### Provided information

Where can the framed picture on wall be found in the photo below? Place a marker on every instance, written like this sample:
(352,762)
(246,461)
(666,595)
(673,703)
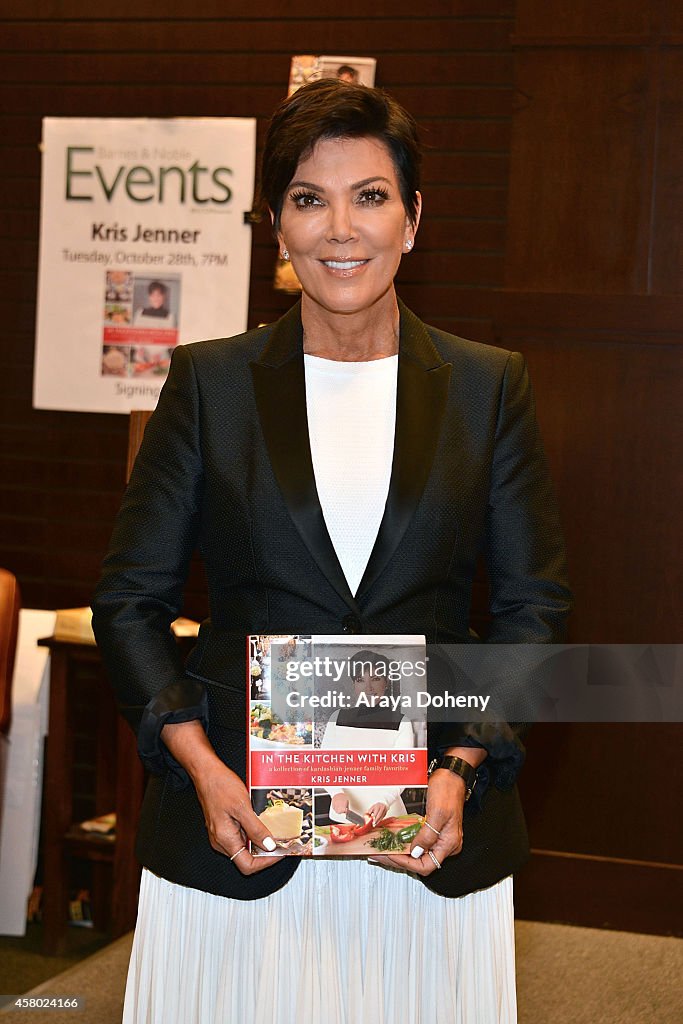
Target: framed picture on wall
(307,68)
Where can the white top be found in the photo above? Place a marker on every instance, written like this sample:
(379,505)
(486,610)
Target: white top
(351,410)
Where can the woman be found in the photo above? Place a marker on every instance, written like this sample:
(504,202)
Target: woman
(253,454)
(368,726)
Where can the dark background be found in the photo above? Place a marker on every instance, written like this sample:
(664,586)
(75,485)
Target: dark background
(553,224)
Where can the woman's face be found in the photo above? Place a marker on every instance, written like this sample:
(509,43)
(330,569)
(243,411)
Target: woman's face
(344,224)
(374,686)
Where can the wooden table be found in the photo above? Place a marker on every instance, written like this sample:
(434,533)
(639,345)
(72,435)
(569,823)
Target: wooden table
(119,786)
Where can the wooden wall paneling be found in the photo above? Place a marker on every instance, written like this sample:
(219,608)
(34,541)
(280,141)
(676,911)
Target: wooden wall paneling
(667,239)
(612,22)
(606,849)
(578,193)
(267,10)
(617,472)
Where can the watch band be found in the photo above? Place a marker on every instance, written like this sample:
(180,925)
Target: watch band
(459,767)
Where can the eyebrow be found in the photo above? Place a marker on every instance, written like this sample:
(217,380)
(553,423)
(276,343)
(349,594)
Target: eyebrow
(354,186)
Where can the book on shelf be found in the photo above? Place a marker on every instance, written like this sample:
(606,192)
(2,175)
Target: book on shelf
(337,741)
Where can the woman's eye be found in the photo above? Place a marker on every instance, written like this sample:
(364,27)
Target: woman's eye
(373,197)
(304,201)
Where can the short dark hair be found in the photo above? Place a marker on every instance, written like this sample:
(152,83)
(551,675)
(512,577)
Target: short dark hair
(330,109)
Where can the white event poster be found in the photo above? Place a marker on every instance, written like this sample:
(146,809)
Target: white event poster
(143,247)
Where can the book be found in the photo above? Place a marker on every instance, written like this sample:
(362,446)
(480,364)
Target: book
(337,741)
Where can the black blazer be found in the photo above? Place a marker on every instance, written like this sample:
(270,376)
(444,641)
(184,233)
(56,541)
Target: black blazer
(225,464)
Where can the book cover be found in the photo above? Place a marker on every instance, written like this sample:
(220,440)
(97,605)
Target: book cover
(337,741)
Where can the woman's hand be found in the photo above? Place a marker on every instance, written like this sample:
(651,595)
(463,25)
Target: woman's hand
(445,799)
(377,812)
(228,815)
(339,803)
(230,819)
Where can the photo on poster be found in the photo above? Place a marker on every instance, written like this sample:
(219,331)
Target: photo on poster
(141,312)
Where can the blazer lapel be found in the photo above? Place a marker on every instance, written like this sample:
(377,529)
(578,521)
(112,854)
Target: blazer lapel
(280,389)
(422,391)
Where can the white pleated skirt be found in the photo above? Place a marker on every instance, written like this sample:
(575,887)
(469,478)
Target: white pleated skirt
(343,942)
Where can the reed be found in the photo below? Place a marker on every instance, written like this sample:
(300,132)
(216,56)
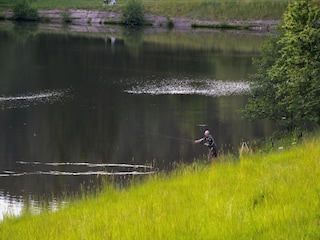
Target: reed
(194,9)
(273,195)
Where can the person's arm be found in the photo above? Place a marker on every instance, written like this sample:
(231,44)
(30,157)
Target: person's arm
(199,140)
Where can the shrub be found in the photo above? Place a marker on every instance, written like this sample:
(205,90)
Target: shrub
(170,22)
(66,17)
(133,13)
(22,11)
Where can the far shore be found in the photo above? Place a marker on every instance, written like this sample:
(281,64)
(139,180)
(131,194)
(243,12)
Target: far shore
(96,19)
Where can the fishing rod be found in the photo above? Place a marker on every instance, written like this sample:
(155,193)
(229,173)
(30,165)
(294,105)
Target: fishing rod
(166,136)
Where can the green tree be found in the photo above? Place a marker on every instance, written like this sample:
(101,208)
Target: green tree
(22,11)
(286,87)
(133,13)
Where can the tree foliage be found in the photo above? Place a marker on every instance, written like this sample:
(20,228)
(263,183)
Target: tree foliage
(133,13)
(286,86)
(22,11)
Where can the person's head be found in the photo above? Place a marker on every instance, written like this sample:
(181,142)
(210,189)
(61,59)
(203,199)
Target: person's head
(206,133)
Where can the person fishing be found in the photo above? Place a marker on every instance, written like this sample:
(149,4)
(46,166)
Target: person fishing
(208,141)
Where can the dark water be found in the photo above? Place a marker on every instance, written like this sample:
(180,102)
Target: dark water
(78,106)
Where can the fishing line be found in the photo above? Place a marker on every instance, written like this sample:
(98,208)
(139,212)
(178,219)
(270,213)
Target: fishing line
(165,136)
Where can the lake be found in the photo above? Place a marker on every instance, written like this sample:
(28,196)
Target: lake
(78,108)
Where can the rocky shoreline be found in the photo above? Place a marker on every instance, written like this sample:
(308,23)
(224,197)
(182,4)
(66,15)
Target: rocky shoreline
(95,20)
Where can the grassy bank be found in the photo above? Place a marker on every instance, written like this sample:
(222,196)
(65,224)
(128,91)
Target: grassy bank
(264,196)
(194,9)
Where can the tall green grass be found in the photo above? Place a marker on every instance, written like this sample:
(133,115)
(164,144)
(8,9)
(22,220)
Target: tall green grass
(262,196)
(195,9)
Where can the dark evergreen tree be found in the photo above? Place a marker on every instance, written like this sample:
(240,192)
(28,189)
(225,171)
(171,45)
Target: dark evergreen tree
(286,87)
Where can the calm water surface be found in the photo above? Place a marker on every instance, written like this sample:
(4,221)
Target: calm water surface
(78,106)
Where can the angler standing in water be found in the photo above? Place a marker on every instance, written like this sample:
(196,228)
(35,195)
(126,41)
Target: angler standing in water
(208,141)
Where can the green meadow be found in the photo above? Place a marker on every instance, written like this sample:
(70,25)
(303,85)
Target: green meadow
(195,9)
(270,194)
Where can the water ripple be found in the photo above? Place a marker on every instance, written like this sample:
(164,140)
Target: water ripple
(26,100)
(207,87)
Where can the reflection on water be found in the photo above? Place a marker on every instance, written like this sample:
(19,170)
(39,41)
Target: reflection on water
(25,100)
(108,169)
(78,110)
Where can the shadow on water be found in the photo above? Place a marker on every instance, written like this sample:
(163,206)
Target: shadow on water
(77,110)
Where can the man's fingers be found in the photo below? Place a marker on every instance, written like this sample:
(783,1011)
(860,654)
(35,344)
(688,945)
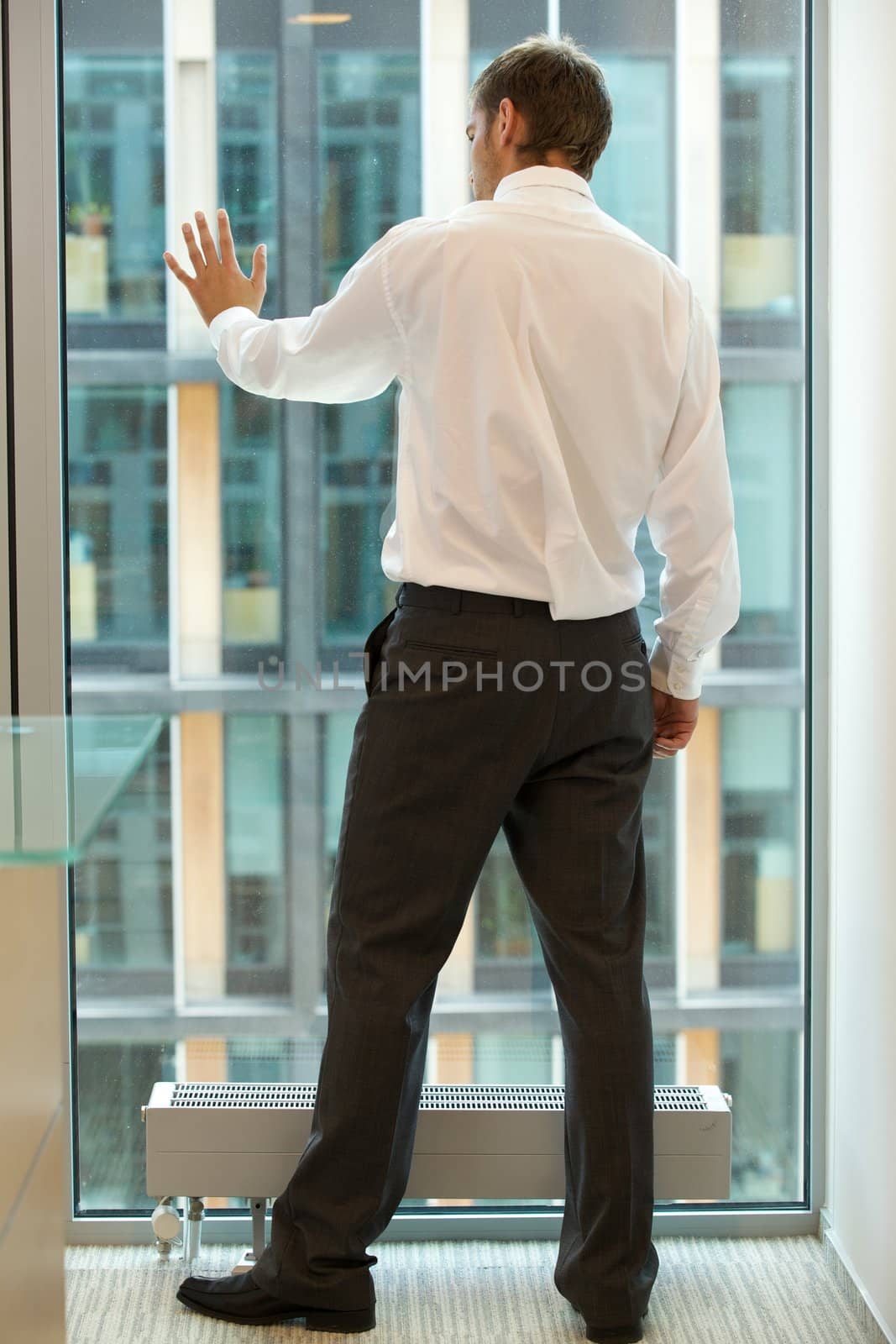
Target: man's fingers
(226,239)
(210,250)
(192,248)
(174,265)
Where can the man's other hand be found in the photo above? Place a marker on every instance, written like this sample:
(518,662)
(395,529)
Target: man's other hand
(673,722)
(219,281)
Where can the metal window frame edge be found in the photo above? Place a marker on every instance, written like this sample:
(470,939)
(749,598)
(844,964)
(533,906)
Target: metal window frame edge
(34,391)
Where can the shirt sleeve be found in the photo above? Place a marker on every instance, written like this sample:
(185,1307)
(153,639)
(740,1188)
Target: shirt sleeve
(344,351)
(692,524)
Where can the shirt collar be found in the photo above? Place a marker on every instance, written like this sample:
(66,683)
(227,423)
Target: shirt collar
(542,175)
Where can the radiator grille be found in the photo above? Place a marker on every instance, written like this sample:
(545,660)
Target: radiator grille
(434,1097)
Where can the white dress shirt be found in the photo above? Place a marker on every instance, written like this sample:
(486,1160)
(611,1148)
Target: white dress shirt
(559,380)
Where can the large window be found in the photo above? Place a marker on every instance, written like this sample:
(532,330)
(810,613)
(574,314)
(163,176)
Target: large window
(214,538)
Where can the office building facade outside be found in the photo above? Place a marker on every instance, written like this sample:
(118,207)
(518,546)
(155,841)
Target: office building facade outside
(212,534)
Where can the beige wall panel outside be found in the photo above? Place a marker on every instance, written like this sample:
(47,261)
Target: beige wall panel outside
(199,602)
(204,886)
(703,853)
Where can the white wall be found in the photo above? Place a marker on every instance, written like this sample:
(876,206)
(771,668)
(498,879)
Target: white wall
(862,1152)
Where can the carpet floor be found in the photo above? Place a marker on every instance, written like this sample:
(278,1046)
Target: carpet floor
(726,1290)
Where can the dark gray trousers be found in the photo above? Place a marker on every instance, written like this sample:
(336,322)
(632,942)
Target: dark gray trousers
(558,754)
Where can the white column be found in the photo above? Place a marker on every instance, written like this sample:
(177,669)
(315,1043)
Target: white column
(699,150)
(445,87)
(191,151)
(862,1085)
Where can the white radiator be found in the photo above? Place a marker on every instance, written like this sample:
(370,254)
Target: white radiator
(473,1142)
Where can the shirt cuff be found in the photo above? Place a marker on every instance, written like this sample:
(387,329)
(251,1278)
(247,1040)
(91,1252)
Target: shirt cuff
(224,319)
(681,678)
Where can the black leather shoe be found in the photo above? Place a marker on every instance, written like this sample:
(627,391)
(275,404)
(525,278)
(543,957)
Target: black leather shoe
(239,1300)
(617,1334)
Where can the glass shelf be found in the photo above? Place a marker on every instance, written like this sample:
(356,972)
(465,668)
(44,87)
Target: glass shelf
(60,774)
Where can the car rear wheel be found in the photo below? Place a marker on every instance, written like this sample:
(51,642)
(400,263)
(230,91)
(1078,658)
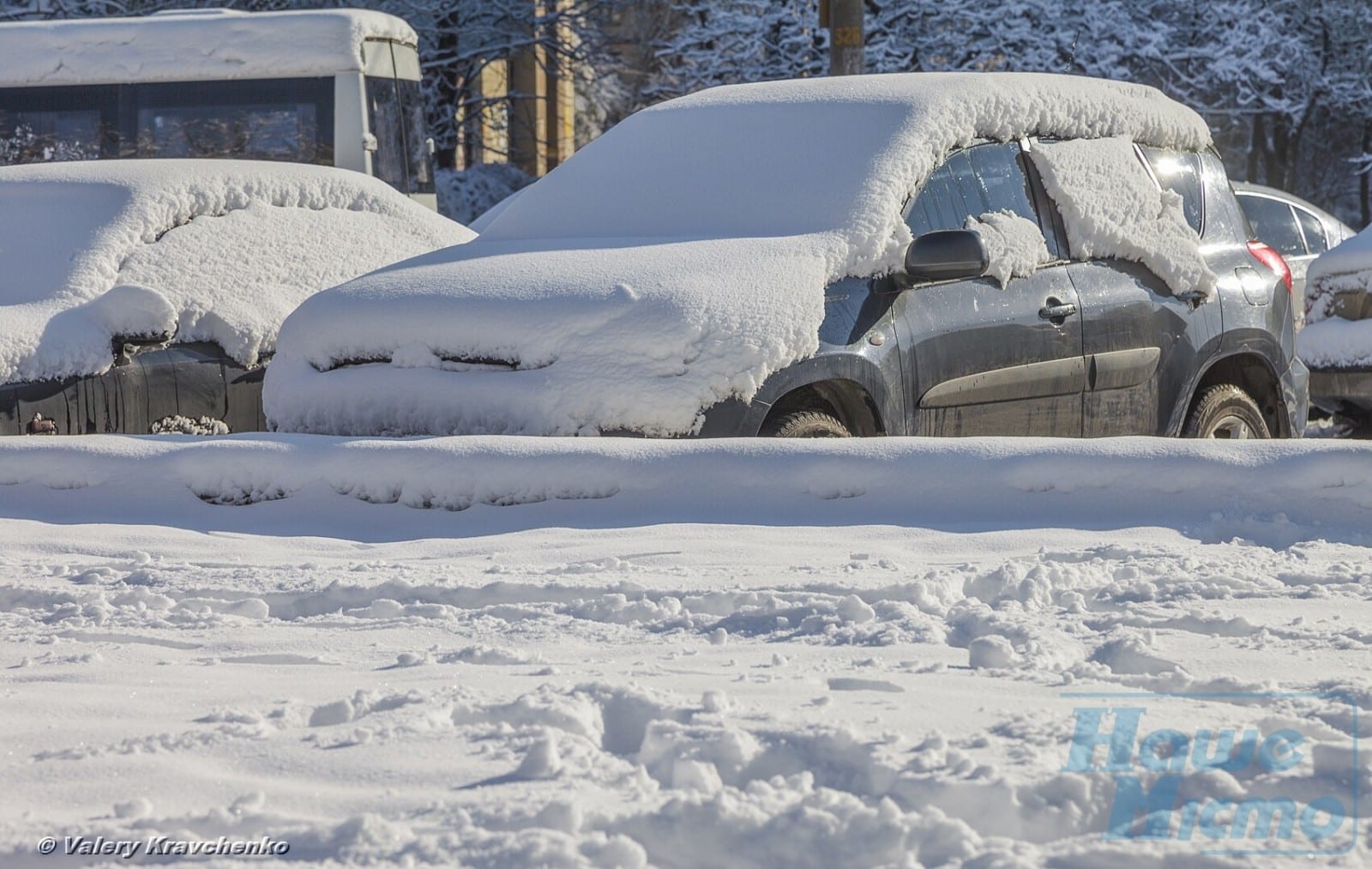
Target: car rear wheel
(1228,413)
(806,425)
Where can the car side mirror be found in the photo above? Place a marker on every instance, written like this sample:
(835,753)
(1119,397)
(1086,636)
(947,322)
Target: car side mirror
(947,254)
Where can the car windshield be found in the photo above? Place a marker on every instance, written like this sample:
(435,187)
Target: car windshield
(752,171)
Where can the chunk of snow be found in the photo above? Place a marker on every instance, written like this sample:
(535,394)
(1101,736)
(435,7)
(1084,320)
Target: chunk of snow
(329,714)
(184,425)
(727,244)
(991,652)
(1014,244)
(194,45)
(210,250)
(542,759)
(1113,209)
(1335,342)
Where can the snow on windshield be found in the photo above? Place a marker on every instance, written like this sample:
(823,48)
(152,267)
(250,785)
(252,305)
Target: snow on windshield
(674,263)
(210,250)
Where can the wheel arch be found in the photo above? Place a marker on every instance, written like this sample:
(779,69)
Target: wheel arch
(1255,375)
(850,401)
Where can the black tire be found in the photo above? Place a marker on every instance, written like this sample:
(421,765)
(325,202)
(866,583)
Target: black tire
(1225,412)
(806,425)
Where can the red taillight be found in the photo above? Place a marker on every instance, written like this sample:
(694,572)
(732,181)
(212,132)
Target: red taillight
(1273,260)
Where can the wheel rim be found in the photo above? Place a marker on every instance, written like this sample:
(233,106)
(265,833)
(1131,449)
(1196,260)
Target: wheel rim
(1231,427)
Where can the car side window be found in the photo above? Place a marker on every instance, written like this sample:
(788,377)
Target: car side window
(973,182)
(1180,173)
(1273,223)
(1314,230)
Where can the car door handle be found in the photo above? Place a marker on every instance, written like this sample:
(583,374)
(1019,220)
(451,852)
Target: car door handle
(1056,311)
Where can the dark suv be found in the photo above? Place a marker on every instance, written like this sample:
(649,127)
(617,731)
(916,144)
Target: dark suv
(877,254)
(1080,347)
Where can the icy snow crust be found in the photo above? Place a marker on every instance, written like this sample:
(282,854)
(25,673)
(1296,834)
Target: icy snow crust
(1111,208)
(192,47)
(803,674)
(210,250)
(1014,244)
(1328,341)
(674,263)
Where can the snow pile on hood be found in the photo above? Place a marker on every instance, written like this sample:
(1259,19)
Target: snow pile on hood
(206,250)
(676,261)
(1338,326)
(194,45)
(1111,208)
(1014,244)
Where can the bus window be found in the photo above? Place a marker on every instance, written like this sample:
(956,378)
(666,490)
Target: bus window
(52,124)
(249,120)
(383,109)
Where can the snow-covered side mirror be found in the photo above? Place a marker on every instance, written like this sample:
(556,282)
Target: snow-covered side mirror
(947,254)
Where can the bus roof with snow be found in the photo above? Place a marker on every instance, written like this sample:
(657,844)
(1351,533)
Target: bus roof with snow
(331,87)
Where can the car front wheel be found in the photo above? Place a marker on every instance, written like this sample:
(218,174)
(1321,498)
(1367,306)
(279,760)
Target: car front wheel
(1225,412)
(806,425)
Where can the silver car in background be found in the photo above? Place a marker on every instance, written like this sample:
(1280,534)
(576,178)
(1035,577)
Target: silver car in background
(1296,228)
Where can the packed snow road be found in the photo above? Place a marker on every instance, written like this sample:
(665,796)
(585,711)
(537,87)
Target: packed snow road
(508,652)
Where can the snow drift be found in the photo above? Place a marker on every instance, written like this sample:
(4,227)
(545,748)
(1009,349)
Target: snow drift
(206,250)
(331,486)
(674,263)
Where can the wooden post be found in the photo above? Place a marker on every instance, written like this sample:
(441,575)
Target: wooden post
(844,20)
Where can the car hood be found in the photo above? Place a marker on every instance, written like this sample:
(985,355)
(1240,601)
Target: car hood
(549,336)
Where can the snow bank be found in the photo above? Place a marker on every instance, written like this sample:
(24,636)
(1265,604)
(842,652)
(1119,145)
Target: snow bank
(223,45)
(329,486)
(1014,244)
(683,232)
(210,250)
(1113,209)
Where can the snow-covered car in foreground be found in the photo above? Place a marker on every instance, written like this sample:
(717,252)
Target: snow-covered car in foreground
(141,295)
(1337,341)
(887,254)
(1291,226)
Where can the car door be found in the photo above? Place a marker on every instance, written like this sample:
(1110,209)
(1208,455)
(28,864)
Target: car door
(1142,343)
(978,359)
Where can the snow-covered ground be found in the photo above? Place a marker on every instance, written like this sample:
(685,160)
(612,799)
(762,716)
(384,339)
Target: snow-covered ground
(509,652)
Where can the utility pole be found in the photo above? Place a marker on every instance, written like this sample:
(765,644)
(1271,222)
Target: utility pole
(843,18)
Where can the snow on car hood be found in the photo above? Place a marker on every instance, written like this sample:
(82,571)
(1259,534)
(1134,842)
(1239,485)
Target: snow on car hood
(1338,331)
(519,338)
(722,214)
(206,250)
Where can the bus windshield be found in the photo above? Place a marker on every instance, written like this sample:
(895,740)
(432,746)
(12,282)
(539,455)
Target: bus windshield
(279,120)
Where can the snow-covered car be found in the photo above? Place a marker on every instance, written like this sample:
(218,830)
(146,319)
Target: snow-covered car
(146,295)
(1337,341)
(1294,228)
(942,254)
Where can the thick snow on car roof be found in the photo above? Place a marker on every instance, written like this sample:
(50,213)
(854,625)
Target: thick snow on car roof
(677,261)
(213,250)
(818,155)
(192,45)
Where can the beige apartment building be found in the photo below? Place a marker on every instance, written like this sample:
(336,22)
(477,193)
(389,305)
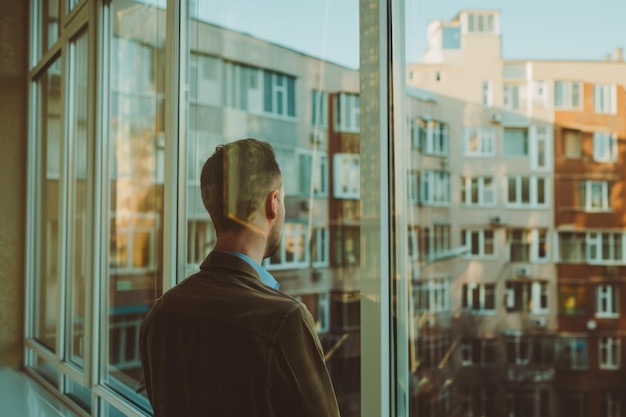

### Task to complete
Extract every line of the records above that contains the word "front". Case matters.

### Answer to this task
Where can the car front wheel be found in the photo above? Place a marker on every instance, written like this sample:
Target: car front wheel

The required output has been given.